Segment Start: Material provided

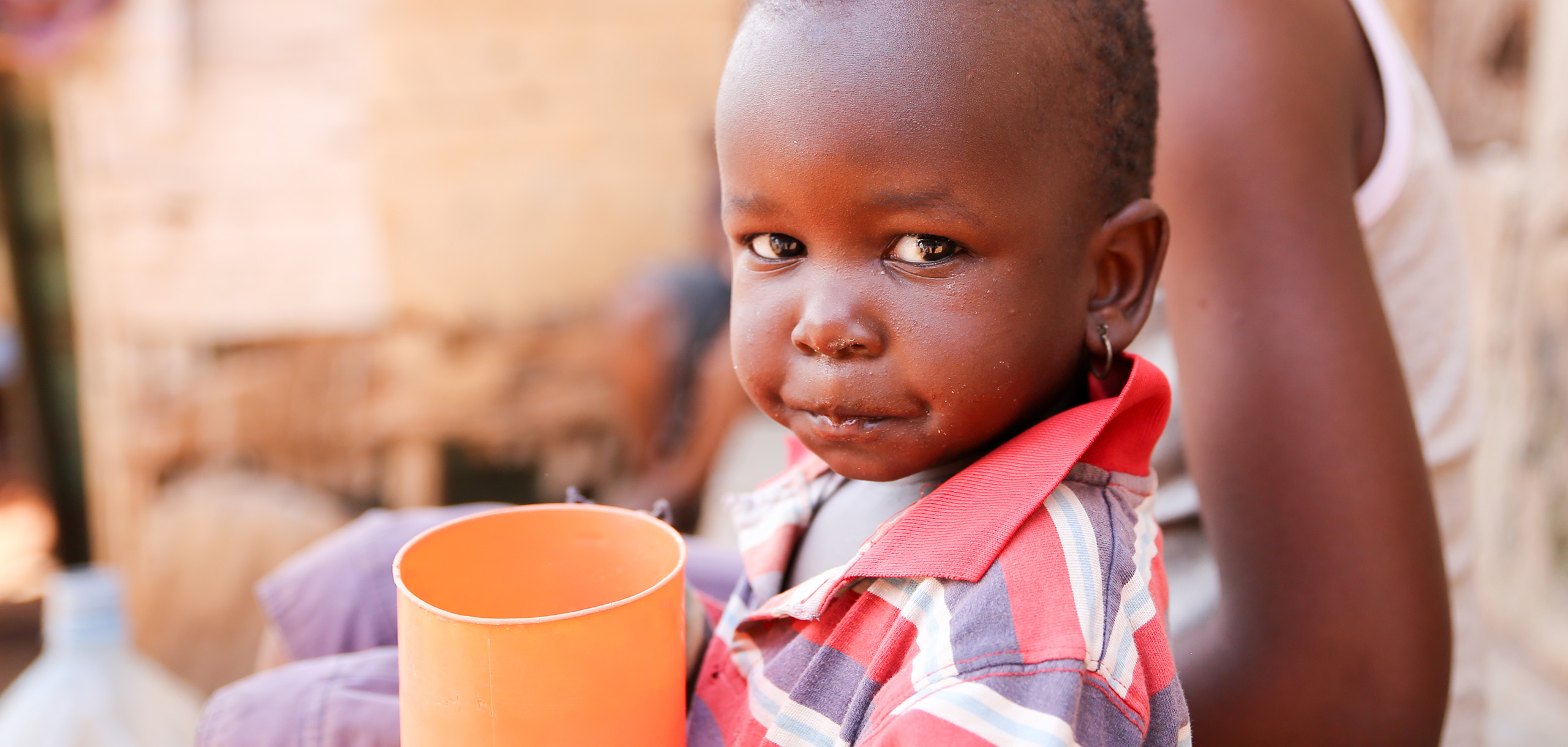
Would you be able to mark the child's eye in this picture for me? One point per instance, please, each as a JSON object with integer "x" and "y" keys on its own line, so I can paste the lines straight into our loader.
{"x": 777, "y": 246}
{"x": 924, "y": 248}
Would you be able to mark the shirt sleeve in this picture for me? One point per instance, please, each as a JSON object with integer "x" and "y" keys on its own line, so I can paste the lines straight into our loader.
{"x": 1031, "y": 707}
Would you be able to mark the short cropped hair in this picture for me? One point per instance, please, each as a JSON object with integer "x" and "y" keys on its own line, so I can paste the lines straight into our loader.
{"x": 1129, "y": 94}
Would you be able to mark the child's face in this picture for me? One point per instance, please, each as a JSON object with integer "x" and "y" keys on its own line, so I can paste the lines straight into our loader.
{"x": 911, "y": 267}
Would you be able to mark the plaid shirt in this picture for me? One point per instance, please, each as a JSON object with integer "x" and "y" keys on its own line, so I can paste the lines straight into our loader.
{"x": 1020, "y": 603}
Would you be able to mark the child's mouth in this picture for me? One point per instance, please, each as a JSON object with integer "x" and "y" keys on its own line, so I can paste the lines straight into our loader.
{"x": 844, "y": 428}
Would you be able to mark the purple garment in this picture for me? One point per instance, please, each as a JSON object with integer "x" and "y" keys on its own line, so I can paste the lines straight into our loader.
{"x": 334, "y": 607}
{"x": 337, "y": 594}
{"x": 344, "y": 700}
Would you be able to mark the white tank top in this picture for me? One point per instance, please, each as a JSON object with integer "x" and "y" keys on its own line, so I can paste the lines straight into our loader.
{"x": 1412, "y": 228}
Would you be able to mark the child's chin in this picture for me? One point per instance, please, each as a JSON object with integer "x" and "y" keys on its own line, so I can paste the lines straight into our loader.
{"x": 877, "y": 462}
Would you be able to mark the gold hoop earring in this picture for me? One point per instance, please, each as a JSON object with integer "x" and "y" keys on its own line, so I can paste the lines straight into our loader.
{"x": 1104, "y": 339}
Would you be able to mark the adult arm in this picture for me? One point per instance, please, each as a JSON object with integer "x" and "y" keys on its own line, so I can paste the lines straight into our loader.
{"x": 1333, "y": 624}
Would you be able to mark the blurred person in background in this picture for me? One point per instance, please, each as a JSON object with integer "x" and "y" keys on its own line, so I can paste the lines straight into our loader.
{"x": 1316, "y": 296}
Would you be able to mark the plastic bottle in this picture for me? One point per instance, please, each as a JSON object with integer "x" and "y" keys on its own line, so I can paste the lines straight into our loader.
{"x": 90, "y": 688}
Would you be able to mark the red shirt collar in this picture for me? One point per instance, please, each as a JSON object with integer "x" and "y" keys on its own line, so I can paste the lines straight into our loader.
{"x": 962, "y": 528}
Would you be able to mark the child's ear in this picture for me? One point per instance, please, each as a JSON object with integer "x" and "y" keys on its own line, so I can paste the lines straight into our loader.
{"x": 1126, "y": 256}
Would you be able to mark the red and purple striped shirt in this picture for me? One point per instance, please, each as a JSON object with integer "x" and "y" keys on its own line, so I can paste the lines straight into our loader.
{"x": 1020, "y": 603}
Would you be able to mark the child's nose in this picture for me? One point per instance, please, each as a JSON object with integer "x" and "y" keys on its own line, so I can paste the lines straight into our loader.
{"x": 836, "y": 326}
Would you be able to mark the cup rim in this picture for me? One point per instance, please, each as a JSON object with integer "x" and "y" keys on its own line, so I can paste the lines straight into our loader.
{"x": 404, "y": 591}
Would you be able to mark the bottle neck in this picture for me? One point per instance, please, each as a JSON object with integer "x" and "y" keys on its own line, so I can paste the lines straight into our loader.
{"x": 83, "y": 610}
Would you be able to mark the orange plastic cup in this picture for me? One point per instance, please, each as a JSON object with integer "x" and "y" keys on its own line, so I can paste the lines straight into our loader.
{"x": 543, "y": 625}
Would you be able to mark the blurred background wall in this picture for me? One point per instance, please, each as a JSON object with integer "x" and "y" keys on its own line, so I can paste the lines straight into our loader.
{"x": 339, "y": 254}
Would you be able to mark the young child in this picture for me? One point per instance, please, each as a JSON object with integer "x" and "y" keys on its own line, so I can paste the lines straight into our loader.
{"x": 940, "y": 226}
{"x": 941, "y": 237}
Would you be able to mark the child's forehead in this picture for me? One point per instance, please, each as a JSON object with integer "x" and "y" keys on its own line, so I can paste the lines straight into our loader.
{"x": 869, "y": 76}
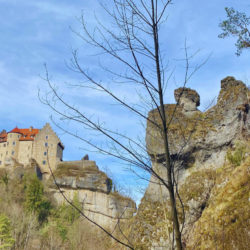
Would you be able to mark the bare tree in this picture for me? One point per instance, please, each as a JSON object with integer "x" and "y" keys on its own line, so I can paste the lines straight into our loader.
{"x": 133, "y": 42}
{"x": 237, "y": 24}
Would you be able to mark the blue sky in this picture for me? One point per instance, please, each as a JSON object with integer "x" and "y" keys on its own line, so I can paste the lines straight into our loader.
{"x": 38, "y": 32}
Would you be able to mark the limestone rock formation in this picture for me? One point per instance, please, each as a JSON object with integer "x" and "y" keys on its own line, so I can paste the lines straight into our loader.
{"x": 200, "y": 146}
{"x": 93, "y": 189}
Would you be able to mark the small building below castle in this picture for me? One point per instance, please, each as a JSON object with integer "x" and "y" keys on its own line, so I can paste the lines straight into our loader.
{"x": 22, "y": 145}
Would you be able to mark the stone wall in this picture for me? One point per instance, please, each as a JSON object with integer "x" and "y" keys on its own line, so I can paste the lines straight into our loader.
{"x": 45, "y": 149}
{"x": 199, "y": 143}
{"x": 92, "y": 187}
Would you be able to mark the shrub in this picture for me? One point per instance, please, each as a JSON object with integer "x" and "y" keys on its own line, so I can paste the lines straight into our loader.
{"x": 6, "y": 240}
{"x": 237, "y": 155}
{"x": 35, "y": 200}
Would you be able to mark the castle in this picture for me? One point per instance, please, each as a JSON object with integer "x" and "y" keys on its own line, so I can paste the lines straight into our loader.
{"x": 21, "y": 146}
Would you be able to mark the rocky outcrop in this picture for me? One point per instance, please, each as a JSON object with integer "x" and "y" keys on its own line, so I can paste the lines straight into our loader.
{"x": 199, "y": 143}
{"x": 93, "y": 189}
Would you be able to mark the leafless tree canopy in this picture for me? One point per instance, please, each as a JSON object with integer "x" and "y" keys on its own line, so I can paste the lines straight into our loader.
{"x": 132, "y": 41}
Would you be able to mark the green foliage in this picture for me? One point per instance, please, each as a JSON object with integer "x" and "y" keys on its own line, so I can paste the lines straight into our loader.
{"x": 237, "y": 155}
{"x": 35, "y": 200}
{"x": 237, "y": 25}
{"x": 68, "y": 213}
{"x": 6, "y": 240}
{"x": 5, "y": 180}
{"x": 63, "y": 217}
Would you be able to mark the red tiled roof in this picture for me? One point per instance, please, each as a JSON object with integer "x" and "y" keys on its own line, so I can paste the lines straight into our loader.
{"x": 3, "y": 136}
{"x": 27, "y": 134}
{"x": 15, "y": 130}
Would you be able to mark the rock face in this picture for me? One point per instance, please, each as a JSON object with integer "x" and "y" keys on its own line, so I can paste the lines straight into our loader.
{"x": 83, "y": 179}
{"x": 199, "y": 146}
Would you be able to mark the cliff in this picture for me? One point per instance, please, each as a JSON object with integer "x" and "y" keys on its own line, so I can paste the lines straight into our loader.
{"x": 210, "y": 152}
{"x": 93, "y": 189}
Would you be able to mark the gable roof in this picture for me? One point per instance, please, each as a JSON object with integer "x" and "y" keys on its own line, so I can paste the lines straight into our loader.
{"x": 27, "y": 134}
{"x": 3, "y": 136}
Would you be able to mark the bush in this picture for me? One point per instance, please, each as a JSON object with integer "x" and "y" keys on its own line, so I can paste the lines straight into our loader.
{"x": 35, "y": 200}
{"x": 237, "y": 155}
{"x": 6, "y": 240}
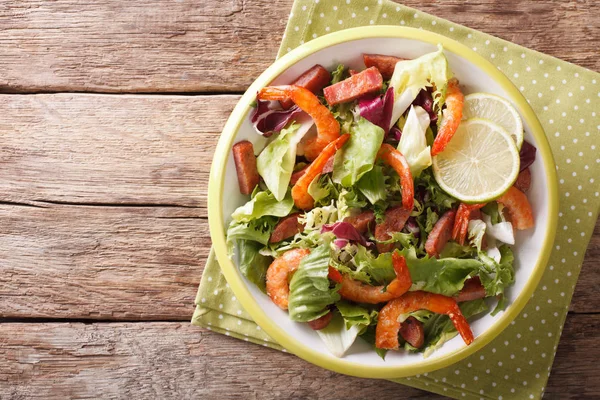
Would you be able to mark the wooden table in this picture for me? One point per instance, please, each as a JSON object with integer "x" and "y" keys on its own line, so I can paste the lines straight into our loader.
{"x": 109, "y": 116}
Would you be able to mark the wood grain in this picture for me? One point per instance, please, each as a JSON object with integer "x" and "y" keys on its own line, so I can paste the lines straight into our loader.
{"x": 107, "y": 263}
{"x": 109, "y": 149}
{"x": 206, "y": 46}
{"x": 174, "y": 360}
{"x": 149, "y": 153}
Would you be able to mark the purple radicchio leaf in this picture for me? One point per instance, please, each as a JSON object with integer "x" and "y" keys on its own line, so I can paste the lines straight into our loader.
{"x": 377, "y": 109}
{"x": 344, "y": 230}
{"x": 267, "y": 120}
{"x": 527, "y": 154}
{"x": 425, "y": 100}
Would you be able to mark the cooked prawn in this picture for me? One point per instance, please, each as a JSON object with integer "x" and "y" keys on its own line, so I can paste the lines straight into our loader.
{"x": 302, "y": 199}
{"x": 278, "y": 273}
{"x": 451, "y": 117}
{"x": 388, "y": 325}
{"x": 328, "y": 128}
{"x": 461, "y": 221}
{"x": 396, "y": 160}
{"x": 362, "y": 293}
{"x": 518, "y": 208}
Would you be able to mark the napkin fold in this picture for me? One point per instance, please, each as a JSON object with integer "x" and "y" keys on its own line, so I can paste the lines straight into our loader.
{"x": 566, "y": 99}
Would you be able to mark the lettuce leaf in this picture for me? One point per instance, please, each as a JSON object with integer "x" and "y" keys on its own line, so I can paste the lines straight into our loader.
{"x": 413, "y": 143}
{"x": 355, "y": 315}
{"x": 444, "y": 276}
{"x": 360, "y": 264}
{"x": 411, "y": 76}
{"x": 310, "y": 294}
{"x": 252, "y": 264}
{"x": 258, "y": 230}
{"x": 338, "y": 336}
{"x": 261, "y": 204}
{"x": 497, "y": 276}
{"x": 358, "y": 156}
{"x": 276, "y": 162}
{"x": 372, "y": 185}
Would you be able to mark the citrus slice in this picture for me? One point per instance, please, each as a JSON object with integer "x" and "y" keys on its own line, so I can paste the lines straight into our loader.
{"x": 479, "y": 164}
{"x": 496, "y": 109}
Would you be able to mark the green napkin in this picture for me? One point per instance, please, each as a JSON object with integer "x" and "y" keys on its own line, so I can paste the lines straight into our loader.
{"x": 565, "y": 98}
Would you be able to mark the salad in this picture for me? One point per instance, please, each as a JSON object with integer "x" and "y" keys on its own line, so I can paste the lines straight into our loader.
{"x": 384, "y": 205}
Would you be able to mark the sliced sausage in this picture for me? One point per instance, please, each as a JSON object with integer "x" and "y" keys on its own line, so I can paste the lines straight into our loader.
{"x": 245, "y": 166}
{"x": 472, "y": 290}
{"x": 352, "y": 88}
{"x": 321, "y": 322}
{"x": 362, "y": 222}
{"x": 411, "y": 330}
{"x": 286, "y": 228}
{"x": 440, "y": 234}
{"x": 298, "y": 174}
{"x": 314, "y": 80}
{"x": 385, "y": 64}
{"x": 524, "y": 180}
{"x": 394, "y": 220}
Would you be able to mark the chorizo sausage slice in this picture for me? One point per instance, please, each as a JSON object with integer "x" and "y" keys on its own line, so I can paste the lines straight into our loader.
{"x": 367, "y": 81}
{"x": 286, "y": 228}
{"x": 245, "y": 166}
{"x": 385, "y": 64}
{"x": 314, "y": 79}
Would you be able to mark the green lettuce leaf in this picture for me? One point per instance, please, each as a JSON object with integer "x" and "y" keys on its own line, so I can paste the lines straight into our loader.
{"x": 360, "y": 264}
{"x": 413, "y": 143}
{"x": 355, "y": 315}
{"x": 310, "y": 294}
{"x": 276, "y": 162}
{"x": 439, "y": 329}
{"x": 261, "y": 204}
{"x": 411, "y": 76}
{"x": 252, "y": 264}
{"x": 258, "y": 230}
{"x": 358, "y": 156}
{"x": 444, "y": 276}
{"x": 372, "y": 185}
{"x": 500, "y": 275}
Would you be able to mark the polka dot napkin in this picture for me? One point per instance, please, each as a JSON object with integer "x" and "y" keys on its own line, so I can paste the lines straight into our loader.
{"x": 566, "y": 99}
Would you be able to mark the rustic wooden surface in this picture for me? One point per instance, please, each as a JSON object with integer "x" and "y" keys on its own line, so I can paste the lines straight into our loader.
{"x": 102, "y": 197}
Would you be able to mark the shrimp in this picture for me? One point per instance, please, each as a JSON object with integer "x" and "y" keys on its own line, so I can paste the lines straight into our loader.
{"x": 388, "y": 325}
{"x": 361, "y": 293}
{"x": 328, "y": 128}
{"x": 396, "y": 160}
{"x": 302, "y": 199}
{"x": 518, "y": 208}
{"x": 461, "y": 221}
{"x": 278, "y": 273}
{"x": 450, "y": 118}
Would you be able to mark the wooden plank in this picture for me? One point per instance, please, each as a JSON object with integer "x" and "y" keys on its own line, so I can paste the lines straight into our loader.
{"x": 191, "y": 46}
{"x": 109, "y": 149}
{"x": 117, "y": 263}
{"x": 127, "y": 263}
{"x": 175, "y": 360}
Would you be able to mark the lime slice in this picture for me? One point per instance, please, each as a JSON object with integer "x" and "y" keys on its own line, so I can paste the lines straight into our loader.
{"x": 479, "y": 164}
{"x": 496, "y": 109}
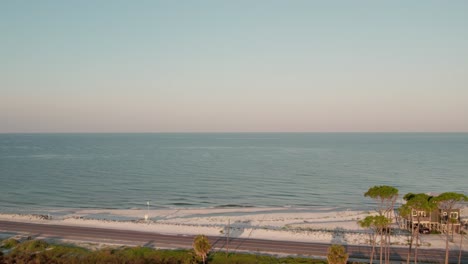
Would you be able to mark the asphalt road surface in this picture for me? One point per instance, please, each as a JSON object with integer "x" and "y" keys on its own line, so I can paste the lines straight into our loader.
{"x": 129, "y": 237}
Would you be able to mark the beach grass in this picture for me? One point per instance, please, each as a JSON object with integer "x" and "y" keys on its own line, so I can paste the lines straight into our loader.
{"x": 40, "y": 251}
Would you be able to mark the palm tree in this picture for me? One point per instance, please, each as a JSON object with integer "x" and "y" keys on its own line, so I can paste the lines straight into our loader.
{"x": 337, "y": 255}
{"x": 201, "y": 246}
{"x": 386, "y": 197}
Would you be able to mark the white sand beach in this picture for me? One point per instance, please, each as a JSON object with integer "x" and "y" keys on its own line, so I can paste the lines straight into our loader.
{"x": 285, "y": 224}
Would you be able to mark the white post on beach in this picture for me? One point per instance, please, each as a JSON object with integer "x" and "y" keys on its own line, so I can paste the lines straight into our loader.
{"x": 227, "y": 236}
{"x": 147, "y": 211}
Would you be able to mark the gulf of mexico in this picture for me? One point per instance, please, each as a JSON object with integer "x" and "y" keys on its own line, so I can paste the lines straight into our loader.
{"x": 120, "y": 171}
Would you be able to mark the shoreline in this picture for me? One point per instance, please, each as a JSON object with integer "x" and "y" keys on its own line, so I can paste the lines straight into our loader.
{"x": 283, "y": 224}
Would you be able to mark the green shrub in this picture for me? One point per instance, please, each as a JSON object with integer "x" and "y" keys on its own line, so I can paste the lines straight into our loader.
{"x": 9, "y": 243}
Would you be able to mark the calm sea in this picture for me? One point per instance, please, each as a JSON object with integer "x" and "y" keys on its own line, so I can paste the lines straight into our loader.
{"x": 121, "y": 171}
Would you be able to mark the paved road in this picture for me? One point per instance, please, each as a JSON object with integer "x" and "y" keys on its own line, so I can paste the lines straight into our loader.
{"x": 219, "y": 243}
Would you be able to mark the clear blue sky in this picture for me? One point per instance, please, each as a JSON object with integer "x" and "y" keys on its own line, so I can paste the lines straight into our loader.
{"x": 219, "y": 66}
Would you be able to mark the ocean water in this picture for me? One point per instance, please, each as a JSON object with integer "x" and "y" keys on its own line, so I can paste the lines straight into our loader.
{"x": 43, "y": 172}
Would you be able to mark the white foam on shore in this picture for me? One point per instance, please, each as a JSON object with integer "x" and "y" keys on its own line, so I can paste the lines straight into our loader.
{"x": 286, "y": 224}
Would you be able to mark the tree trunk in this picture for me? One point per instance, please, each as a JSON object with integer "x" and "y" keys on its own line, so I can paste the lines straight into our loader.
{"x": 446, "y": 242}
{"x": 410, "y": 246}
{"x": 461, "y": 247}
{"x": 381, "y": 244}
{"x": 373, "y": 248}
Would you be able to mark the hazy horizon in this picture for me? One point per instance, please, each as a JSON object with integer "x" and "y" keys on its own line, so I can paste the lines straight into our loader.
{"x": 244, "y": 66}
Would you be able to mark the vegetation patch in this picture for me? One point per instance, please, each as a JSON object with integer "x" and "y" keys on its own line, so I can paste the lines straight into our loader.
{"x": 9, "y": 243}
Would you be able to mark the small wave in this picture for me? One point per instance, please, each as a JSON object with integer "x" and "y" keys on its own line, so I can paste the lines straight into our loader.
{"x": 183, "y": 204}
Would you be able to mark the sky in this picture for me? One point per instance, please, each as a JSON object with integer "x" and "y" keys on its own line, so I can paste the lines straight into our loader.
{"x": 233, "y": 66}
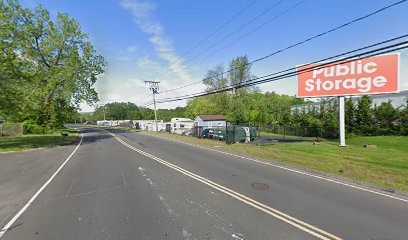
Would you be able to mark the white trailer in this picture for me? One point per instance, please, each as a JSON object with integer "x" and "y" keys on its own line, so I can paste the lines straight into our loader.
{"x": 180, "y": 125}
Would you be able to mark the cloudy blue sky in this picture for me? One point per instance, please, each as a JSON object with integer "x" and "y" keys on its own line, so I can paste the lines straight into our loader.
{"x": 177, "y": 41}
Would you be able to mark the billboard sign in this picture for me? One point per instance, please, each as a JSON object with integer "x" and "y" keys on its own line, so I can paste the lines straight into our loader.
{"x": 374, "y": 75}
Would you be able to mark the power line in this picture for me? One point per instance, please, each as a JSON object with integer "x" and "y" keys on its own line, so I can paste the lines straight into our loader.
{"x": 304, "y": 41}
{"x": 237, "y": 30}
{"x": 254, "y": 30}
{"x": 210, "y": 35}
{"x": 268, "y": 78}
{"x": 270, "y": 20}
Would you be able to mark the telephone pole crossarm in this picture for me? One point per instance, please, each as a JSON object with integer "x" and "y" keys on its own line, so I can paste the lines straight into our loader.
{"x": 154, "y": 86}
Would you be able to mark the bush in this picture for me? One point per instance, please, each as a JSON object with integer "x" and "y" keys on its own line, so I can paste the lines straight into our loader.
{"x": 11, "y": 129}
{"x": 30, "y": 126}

Segment End: Material provided

_Work instructions:_ Set down exactly the line with "Would you be able to mark the billboard" and each line after it up to the end of the records, adding nothing.

_Written answer:_
Would you be able to mark the billboard sign in this picture for me? One point per instance, please, each as a JSON object with integer "x" and "y" keys on its own line, so I can paste the lines straight into our loader.
{"x": 374, "y": 75}
Would you be able to mark the power line in this picture for me? One point per instance, please, each as a JSON object with integer "x" and "y" keys on its own line, so I can paste the lines straight into our loader.
{"x": 304, "y": 41}
{"x": 237, "y": 30}
{"x": 254, "y": 30}
{"x": 210, "y": 35}
{"x": 268, "y": 78}
{"x": 270, "y": 20}
Would you be able to mark the telephone pole crossarm in this picture for me? One point per instance, please, each as a JSON object with integer "x" and "y" keys on its own line, so I can paste the lines straight into our loader.
{"x": 154, "y": 86}
Would you be able to mark the bush in this picture for me? One point per instance, please, each as a JSON object with integer "x" and "y" keys on its own line, so I can paste the lines straight into our loader.
{"x": 11, "y": 129}
{"x": 30, "y": 126}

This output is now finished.